* _Materials provided_:

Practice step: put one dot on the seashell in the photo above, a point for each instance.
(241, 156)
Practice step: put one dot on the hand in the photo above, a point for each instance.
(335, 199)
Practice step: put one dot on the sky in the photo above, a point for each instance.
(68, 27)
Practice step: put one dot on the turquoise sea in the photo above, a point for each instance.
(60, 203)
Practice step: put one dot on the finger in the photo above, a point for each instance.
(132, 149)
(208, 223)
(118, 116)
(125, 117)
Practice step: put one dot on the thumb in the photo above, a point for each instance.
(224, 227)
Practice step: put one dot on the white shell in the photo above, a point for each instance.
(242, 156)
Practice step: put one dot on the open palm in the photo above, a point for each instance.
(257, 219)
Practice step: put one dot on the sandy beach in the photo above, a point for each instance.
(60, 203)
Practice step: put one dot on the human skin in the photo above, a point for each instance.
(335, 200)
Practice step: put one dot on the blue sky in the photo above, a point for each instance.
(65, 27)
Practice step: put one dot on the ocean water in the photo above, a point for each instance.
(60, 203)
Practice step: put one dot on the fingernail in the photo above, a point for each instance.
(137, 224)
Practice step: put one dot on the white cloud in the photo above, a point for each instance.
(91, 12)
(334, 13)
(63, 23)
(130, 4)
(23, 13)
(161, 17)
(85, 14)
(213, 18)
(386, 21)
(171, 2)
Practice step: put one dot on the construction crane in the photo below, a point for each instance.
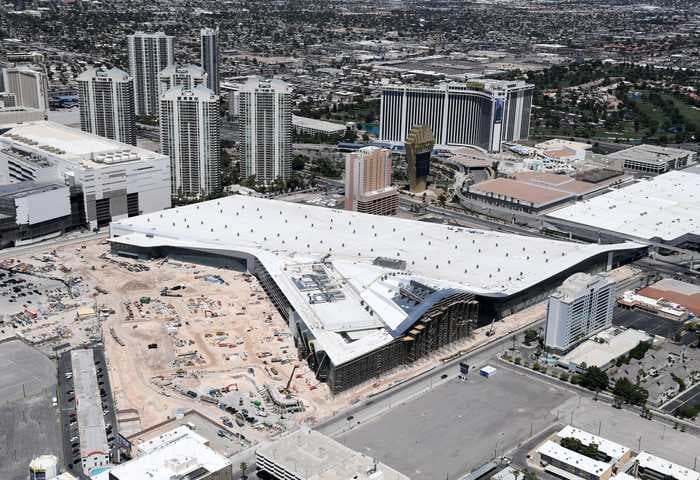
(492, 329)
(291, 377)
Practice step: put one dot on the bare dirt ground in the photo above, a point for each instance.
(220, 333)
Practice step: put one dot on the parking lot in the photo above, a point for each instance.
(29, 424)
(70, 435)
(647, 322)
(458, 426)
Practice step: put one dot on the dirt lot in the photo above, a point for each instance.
---
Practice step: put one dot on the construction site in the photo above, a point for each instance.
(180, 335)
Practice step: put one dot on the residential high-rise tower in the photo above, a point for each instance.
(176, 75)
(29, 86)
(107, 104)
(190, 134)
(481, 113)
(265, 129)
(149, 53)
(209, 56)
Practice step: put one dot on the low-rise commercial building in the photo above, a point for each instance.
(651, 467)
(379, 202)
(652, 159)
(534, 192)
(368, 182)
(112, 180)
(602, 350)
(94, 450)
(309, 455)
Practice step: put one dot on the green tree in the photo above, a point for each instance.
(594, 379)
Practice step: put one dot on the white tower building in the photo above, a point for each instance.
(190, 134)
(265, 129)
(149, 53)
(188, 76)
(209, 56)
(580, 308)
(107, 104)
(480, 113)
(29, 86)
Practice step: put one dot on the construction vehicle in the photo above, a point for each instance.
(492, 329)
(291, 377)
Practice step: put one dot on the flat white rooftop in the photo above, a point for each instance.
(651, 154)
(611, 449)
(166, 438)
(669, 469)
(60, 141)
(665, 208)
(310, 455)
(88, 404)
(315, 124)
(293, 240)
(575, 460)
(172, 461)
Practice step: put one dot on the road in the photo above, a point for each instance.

* _What is required_:
Reproduce the lines of the data above word for word, starting at the line that contains "Practice step: put one dot on the construction vehicle" and ending at the line that contains "Practice step: put one dot on the road", with both of those lines included.

* _Worked solution_:
Practice step: put one dot on the construction vehicle in the photo above, a point for each instance.
(492, 329)
(291, 377)
Practice step: put one dot on the flat white rooftop in the photo above, a point for each instance.
(651, 154)
(611, 449)
(166, 438)
(669, 469)
(60, 141)
(665, 208)
(310, 455)
(88, 404)
(315, 124)
(293, 240)
(575, 460)
(172, 461)
Practice step: put one dot on the road in the photo above, a point for each instance.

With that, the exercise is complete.